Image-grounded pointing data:
--

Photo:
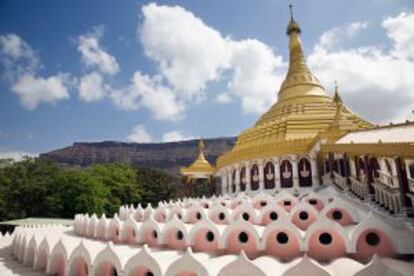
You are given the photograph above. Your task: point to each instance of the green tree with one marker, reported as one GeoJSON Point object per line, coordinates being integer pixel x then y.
{"type": "Point", "coordinates": [122, 183]}
{"type": "Point", "coordinates": [156, 185]}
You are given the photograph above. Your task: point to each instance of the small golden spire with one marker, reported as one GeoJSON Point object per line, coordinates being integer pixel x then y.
{"type": "Point", "coordinates": [293, 25]}
{"type": "Point", "coordinates": [201, 145]}
{"type": "Point", "coordinates": [337, 99]}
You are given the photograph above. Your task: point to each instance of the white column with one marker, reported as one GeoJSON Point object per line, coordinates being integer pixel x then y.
{"type": "Point", "coordinates": [230, 180]}
{"type": "Point", "coordinates": [238, 179]}
{"type": "Point", "coordinates": [248, 184]}
{"type": "Point", "coordinates": [295, 172]}
{"type": "Point", "coordinates": [352, 166]}
{"type": "Point", "coordinates": [276, 163]}
{"type": "Point", "coordinates": [261, 175]}
{"type": "Point", "coordinates": [223, 181]}
{"type": "Point", "coordinates": [314, 170]}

--

PROBLEM DESCRIPTION |
Each record above should be copied character for character, with pictures dropped.

WRITTEN ANSWER |
Photo:
You are given the photograph above. Your task: point to each instance of the green tree with one marker, reported as one GeoJSON Point object per line, coordinates being integer pixel x then y.
{"type": "Point", "coordinates": [122, 183]}
{"type": "Point", "coordinates": [156, 185]}
You are given the photograph above. Your task: point to each instance of the small golden spire with one marker, reported as one GeoJSON Point object per line, coordinates being integer pixel x then y.
{"type": "Point", "coordinates": [293, 25]}
{"type": "Point", "coordinates": [201, 145]}
{"type": "Point", "coordinates": [337, 99]}
You are given the photograph above. Your task: point to each instance of the white column with one marker, reported as one GeoJSON Point object per line, coordinates being integer pixel x then y.
{"type": "Point", "coordinates": [230, 180]}
{"type": "Point", "coordinates": [238, 179]}
{"type": "Point", "coordinates": [248, 184]}
{"type": "Point", "coordinates": [295, 172]}
{"type": "Point", "coordinates": [352, 166]}
{"type": "Point", "coordinates": [276, 163]}
{"type": "Point", "coordinates": [261, 175]}
{"type": "Point", "coordinates": [223, 181]}
{"type": "Point", "coordinates": [314, 170]}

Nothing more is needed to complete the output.